> Task item: Restate the listing below exactly, images excluded.

______________________________

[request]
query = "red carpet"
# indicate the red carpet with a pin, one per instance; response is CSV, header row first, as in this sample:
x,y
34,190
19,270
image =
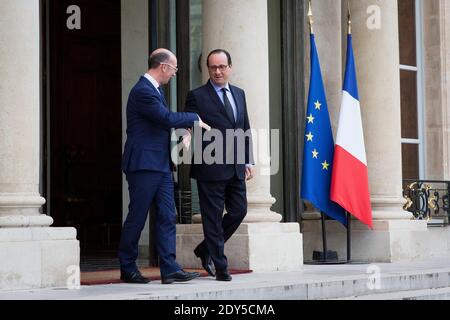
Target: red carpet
x,y
113,276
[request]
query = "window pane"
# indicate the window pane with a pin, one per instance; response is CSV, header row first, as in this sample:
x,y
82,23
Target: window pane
x,y
407,32
410,159
408,83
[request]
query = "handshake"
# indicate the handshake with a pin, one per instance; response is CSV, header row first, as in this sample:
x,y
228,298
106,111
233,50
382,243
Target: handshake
x,y
188,137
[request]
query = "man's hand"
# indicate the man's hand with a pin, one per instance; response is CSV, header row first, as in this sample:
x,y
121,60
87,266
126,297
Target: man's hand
x,y
249,172
203,125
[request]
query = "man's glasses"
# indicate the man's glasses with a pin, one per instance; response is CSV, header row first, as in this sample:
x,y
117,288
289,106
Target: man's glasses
x,y
221,68
167,64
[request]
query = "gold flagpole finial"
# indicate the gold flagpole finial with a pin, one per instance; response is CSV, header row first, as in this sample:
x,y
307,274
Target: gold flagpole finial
x,y
311,18
349,18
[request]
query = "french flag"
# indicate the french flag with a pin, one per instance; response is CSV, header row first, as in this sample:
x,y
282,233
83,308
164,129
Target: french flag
x,y
349,181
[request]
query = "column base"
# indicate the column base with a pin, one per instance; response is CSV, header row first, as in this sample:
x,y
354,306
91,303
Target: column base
x,y
38,258
260,247
389,241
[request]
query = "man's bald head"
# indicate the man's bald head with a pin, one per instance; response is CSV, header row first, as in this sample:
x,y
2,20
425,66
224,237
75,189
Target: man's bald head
x,y
160,56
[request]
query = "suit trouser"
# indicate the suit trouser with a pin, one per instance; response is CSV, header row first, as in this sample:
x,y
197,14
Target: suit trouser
x,y
218,228
144,188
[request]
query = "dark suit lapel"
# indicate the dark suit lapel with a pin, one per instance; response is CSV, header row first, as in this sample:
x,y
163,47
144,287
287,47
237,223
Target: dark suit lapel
x,y
218,102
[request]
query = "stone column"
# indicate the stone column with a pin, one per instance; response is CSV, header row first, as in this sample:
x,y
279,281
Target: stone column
x,y
376,47
241,27
32,254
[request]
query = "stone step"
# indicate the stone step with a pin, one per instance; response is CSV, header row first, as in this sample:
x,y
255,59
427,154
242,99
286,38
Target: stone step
x,y
426,294
347,287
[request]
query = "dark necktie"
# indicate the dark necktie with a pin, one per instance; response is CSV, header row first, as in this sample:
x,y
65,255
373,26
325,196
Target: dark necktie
x,y
227,104
161,91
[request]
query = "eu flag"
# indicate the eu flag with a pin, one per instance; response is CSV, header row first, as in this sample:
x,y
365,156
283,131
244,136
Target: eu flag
x,y
318,152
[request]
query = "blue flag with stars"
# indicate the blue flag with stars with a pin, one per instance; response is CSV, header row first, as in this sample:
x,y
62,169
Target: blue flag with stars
x,y
319,146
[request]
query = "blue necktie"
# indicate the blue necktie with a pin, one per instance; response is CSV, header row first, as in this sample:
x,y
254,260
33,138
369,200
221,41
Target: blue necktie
x,y
228,107
161,92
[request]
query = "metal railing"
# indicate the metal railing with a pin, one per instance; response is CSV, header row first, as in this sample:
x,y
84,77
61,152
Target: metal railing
x,y
428,200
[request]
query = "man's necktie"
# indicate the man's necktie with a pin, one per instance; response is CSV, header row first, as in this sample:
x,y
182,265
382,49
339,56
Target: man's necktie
x,y
227,104
161,92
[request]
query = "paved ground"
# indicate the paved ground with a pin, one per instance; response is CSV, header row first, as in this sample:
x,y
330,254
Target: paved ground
x,y
243,287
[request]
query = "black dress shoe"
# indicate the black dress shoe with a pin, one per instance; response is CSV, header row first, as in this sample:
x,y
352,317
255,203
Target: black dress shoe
x,y
206,262
179,276
223,276
133,277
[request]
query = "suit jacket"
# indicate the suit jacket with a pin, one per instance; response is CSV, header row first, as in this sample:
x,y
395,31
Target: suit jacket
x,y
149,123
206,103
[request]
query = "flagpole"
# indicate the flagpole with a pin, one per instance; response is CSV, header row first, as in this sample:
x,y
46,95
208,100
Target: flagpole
x,y
349,18
311,18
349,216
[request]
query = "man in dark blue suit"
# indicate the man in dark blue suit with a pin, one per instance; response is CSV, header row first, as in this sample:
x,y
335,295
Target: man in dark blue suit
x,y
147,165
221,183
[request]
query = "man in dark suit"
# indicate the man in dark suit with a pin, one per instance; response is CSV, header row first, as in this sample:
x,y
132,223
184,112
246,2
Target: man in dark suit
x,y
222,183
147,165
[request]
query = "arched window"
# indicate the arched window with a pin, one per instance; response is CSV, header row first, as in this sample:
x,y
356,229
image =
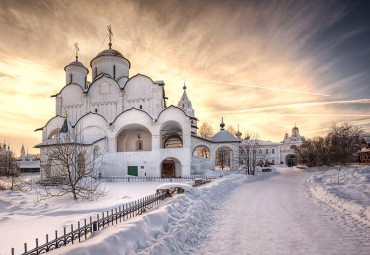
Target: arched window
x,y
173,141
139,145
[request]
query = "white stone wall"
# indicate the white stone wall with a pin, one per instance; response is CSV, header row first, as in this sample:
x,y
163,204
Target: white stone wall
x,y
104,64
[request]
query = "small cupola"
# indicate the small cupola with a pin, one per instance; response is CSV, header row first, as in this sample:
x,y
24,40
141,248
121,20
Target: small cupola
x,y
76,72
111,62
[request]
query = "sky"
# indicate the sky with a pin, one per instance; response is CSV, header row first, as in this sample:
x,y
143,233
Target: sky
x,y
265,65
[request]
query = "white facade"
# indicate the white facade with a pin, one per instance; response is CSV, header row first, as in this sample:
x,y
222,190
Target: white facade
x,y
139,131
287,155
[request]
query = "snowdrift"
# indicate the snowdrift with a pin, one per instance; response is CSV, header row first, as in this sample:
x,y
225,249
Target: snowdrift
x,y
164,230
351,196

______________________________

> Task output:
[request]
query = "red carpet"
# indicate the red carpet with a pin, one per instance; response is CSV, header row first, as in this sample:
x,y
34,190
19,270
image =
Target: red carpet
x,y
113,276
[request]
query = "window pane"
# indicate the window pane with a pin, one per instance; response is CSV, header row first, as in this sample:
x,y
82,23
Target: window pane
x,y
407,32
410,159
408,83
[request]
query = "handshake"
# indicate the handshake with a pin, one per instance; response is CSV, header row first, as in this sample:
x,y
228,298
106,111
233,50
382,243
Target: handshake
x,y
188,137
[request]
query = "man's hand"
# indicate the man's hand with a pin, one per instance; response is CSV, header row first, as in this sample:
x,y
121,60
87,266
126,297
Target: man's hand
x,y
249,172
203,125
[request]
query = "man's glasses"
# indicate the man's glasses with a pin, one per instance; response is CSV, header row first, as in this sample:
x,y
117,288
289,106
Target: man's glasses
x,y
221,68
167,64
[request]
query = "gold flagpole finial"
# indicate the gold flagpole finial with a pin, one per instance; response is CSV, header row first, as in this sample:
x,y
307,274
Target: gold flagpole finial
x,y
311,18
349,18
[request]
query = "french flag"
# indicate the french flag with a pin, one per instance; response is CSV, header row first, as in this sample:
x,y
282,233
83,308
164,129
Target: french flag
x,y
349,181
[request]
query = "column base"
# indicate the column base with a pin, one per instance; response is CSV, header row first, as in this sample:
x,y
354,306
91,303
Target: column base
x,y
38,258
260,247
389,241
[request]
query = "man's bald head"
# indicate the man's bald head with a pin, one per instance; response is CSV, header row first, as in this sample:
x,y
2,20
425,66
224,237
75,189
Target: man's bald head
x,y
160,56
[request]
query = "suit trouser"
# indicate the suit trouser with a pin, one per instance; response is CSV, header row first, as in this sample:
x,y
197,14
Target: suit trouser
x,y
218,228
144,188
[request]
query = "dark suit lapel"
# indicate the dark suit lapel with a pin, one per instance; response is CSV, header row first, as in this sample:
x,y
163,47
144,287
287,47
237,223
Target: dark suit lapel
x,y
218,102
[request]
query = "stone column"
# indicate the stone column with a pin, one per instance; response is CSV, header row first, as in this sample:
x,y
279,281
Target: stone column
x,y
376,47
241,27
32,254
[request]
query = "stone step"
# indicate the stone step with a pin, one per instance; response is CSV, header row first, as in this sample:
x,y
255,59
427,154
242,99
286,38
Target: stone step
x,y
426,294
347,287
[request]
query = "dark necktie"
# indicate the dark necktie with a pin, one per instance; response is CSV, header row first, as in this sample:
x,y
65,255
373,26
325,196
Target: dark necktie
x,y
227,104
161,91
[request]
query = "eu flag"
# indicate the eu flag with a pin, one per instance; response is CSV, header row first, as in this sample:
x,y
365,156
283,131
244,136
Target: eu flag
x,y
318,152
[request]
query = "blue flag with stars"
# indicate the blue flag with stars with a pin, one per instance; response is CSV, header row first, as in this sample:
x,y
62,169
Target: blue flag with stars
x,y
319,146
[request]
query = "blue necktie"
# indicate the blue necktie with a pin, one per instance; response is CSV, header row first, as in this sample:
x,y
254,260
33,138
369,200
221,41
Target: blue necktie
x,y
228,107
161,92
[request]
query = "metal railing"
# indicate the metal railing with a pin, one per instance; response is CSV, header row first, as in this sample:
x,y
84,77
61,152
Target: metal railing
x,y
428,200
[request]
query = "man's necktie"
# indicate the man's necktie with a pin, one per instance; response is CSV, header row first, as in this sample:
x,y
182,265
382,49
339,56
Target: man's necktie
x,y
227,104
161,92
[request]
query = "paved ground"
# indicate the paved ground with a pin, one per instance; response is CSV, header row first, as in this sample:
x,y
330,254
Target: paved ground
x,y
243,287
[request]
query = "black dress shoe"
# indicate the black dress shoe with a pin, one per instance; response is CSV, header row first, as in this sample:
x,y
352,317
255,203
Target: black dress shoe
x,y
206,262
179,276
223,276
133,277
[request]
query = "suit jacket"
# indicate the suit jacket with a pin, one per instance; response is CSV, header row first, as in this sample:
x,y
395,31
Target: suit jacket
x,y
149,123
206,103
[request]
query = "flagpole"
# indicate the flagpole with a pin, one per instance; response is CSV, header row first, as in this sample:
x,y
46,95
208,100
Target: flagpole
x,y
349,18
311,18
349,216
[request]
query = "man in dark blue suit"
# indicate the man in dark blue suit with a pin, one per instance; response is CSV, header row first, as in this sample:
x,y
335,295
Target: man in dark blue suit
x,y
147,165
221,183
[request]
query = "man in dark suit"
# indicate the man in dark suit with a pin, one per instance; response is CSV, header row first, as in this sample:
x,y
132,223
184,112
246,2
Target: man in dark suit
x,y
222,183
147,165
[request]
query = "arched window"
# indicate the arched window with a pin, one per instance; response is CSV, header row first, as in this sample:
x,y
356,229
image =
Target: arched window
x,y
173,141
139,145
[request]
query = "white stone wall"
# indicate the white stone wall with a pin, one per instance; response is CSV, header row first, as in this sample:
x,y
163,204
Target: white stone wall
x,y
104,64
[request]
query = "small cupola"
# indicate the small cupola with a pin, one per instance; response is CSV, header row first, as in this sample:
x,y
24,40
141,248
121,20
Target: small cupola
x,y
76,72
111,62
[request]
query = "sky"
# indicate the sky with a pin, one per instance; response is CSV, header row first, as in this sample:
x,y
143,233
Target: sky
x,y
265,65
[request]
query = "white facade"
# indicate the white facade with a pin, one per instance; response is CSV, header row first, as in this sample:
x,y
222,190
Target: white facade
x,y
139,131
287,155
[request]
query = "snowdrift"
# indicate the snowdrift with a pin, one per instance; response is CSV, header row first, as in this sample:
x,y
225,249
Target: snowdrift
x,y
164,230
351,196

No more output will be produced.